● Assignment:
Answer from the readers' letters below.
(a) Who does the letter headed "Taking the knee" name as the UK's home secretary?
(b) Which two writers does the letter headed "Businesses, not politicians, are in charge" name as the authors of the piece it discusses?
(c) What place is given beneath the name Chich Hewitt?

● Extract provided:

----

Just tell us, Boris Johnson! (Getty)

With the lifting of lockdown likely delayed for a month, I want to ask: why set a date? People have been led to believe that the country is on course to meet its targets, so were making arrangements and plans on that basis. This is of course particularly true for businesses, which would have spent time and resources planning to reopen, losing money they cannot really afford.

The lesson we should learn is not to set a date for lifting restrictions, because in effect it is meaningless. What the government should say is, when all the indications are that it is safe to lift restrictions, we will announce a date to remove some, if not all, of them. Then we can all plan for the future. At least the government would not be setting up false hope.

Finally I wish the government and the experts would unite in telling us that Covid and its subsequent variants are going nowhere and that lockdowns and restrictions, resulting in further lost industry and jobs, are a real possibility. As with everything, the people, if they know what they are facing, will adapt and survive. We are more capable and resilient than our political leaders.

N Smith

Pulborough, West Sussex

Taking the knee

Priti Patel, the UK’s home secretary no less, says that racists “have a right” to jeer at footballers who take the knee. This is shocking even by the very low standard of Boris Johnson’s government.

Patel is actually endorsing and encouraging the verbal abuse of those who take the knee. She says it’s “gesture politics”. I have a “gesture politics” of my own when it comes to the vile xenophobe Patel, and it involves two fingers of one hand. Solidarity with all footballers who continue to take the knee and stand against racism.

Sasha Simic

London N16

In berating GB News (‘The whole channel is founded on a false prospectus – GB News was a disaster from start to finish’, 13 June), Sean O’Grady writes that the news organ only referred to booing of footballers taking the knee, not applause. Which is what I remember from BBC coverage.

Cole Davis

Norwich

Good Friday Agreement

The prime minister said, during an interview about the Good Friday Agreement, that we must maintain its “essential symmetry”. Does this mean that he can smudge the edges of it to suit himself, as he and his government presently wish to do with the protocol? It might be cunning to tinker at the edges of the protocol, so that when the EU intends to maintain it more rigorously, they can be blamed for any violence that could erupt in Northern Ireland.

If blurring the edges is a strategy for dealing with the protocol and the peace accord, it shows a prime minister who does not understand the complexities of recent Irish history, or does not want to understand it. And if anything goes wrong he will keep his distance and let someone else try to sort things out. The people of Northern Ireland have been through too much to be dismissed by English nationalistic concerns, and we can only hope that the outcome may not result in further bloodshed.

Chich Hewitt

Bolton

Businesses, not politicians, are in charge

In your piece by Andrew Woodcock and Rob Merrick (‘Cornwall gathering branded “colossal failure” as promises on climate, aid and vaccines fall short’, 13 June), you list the failures to act on climate change, vaccines etc, but not the reasons for this lack of commitment.

For me the main reasons seem to be financial, because heads of state no longer have any control over the finances of the many global businesses that have grown exponentially in recent decades. Would it not be an idea to bring the, sometimes anonymous, heads of these organisations to the same table as our “world leaders”?

----

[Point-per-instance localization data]
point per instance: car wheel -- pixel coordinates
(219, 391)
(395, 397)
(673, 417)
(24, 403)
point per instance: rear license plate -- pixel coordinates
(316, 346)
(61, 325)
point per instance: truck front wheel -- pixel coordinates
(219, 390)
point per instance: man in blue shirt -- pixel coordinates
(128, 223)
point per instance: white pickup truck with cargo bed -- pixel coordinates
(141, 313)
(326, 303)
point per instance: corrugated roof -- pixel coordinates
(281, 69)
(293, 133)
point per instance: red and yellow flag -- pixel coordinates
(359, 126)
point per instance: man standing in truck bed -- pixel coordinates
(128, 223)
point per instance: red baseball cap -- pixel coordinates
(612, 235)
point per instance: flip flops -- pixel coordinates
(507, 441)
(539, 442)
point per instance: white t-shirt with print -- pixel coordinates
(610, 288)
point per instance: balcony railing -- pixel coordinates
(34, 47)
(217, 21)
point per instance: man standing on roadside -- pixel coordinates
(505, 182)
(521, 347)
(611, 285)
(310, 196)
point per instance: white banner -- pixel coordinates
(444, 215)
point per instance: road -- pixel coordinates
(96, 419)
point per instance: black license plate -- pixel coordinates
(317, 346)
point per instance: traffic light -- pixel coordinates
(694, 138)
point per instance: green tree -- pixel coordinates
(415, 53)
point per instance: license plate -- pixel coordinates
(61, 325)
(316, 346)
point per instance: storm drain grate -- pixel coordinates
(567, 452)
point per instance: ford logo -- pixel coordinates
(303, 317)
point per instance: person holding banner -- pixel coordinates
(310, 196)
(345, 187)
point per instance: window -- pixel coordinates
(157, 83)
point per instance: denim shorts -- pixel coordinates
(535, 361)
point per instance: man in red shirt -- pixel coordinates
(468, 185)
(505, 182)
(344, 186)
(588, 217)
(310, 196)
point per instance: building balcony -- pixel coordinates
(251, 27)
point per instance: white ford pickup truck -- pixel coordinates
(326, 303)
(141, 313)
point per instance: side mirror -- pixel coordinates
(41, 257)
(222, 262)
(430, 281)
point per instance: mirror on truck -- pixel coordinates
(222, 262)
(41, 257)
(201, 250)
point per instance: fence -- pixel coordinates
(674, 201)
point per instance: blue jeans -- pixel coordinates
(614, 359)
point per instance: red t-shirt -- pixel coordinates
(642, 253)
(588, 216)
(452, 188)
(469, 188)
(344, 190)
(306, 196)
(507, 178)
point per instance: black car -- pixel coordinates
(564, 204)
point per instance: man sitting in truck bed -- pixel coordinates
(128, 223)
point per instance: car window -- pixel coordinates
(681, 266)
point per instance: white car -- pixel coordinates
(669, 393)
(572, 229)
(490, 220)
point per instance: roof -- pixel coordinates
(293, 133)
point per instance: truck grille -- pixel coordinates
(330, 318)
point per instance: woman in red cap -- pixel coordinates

----

● Result of the task:
(a) Priti Patel
(b) Andrew Woodcock and Rob Merrick
(c) Bolton